§ WHAT TO DO: Go through the records and extract every line with the word "formatted".

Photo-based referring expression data
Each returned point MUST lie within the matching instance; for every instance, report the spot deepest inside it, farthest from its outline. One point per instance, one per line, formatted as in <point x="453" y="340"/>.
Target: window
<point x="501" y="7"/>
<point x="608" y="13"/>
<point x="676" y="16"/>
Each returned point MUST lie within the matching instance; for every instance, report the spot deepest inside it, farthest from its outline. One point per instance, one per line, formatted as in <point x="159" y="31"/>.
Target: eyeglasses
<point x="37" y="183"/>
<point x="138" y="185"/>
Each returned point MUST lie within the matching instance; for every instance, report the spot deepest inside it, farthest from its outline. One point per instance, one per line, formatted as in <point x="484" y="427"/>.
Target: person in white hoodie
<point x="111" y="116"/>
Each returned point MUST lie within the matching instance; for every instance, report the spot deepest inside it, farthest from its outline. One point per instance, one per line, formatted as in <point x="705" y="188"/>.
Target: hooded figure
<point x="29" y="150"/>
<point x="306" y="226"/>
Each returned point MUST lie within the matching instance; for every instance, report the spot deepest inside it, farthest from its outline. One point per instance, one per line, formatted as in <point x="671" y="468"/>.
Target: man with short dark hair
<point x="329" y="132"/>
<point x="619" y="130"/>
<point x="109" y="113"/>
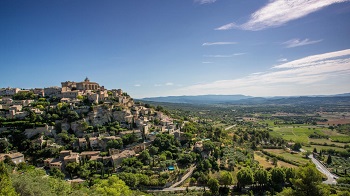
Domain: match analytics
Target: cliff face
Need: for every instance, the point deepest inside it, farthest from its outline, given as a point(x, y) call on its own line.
point(99, 116)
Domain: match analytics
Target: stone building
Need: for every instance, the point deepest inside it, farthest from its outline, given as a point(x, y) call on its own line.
point(87, 85)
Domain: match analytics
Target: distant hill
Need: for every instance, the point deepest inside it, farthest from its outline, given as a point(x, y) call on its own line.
point(200, 99)
point(242, 99)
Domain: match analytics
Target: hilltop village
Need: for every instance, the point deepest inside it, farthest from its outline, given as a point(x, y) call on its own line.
point(84, 139)
point(79, 122)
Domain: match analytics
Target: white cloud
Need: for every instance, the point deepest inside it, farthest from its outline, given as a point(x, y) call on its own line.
point(314, 59)
point(282, 60)
point(327, 73)
point(297, 42)
point(224, 56)
point(228, 26)
point(218, 43)
point(204, 1)
point(279, 12)
point(166, 84)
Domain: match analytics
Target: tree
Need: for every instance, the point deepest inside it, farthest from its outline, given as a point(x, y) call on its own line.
point(278, 176)
point(329, 159)
point(5, 146)
point(274, 161)
point(6, 187)
point(129, 178)
point(226, 178)
point(111, 186)
point(56, 173)
point(145, 157)
point(213, 185)
point(262, 177)
point(296, 146)
point(307, 182)
point(71, 168)
point(245, 177)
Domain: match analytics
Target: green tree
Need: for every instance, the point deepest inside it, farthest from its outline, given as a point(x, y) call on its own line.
point(111, 186)
point(245, 177)
point(296, 146)
point(329, 159)
point(307, 181)
point(145, 157)
point(5, 146)
point(213, 185)
point(71, 168)
point(226, 178)
point(56, 173)
point(6, 187)
point(278, 176)
point(130, 179)
point(262, 177)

§ ANSWER SPACE:
Each returned point MUST lie within the matching instance; for every instance, report the spot deepest inside it, farthest from its outline. One point per instance, one per line, formatted as in <point x="453" y="340"/>.
Each returned point MUST lie within the matching instance; for every instance, report the spot deepest inside it, farthest from its outline. One point per instance, one per line, formatted as in <point x="159" y="31"/>.
Each returned point MUST lie within the matching instance; for every instance, report the spot deepest inside it, farthest from its outline. One point per instance, one per line, formatted as in <point x="484" y="427"/>.
Each returned point MUST lie within the matching instance; for every instance, report the spot deepest inside it, farthest from its outline. One point per instance, one per line, formatted as in <point x="705" y="188"/>.
Each returned point MUST lie within the matching instance; for every instance, report the spot deepest inside it, farthest from its outline. One point per instance, one per line, formatted as in <point x="671" y="468"/>.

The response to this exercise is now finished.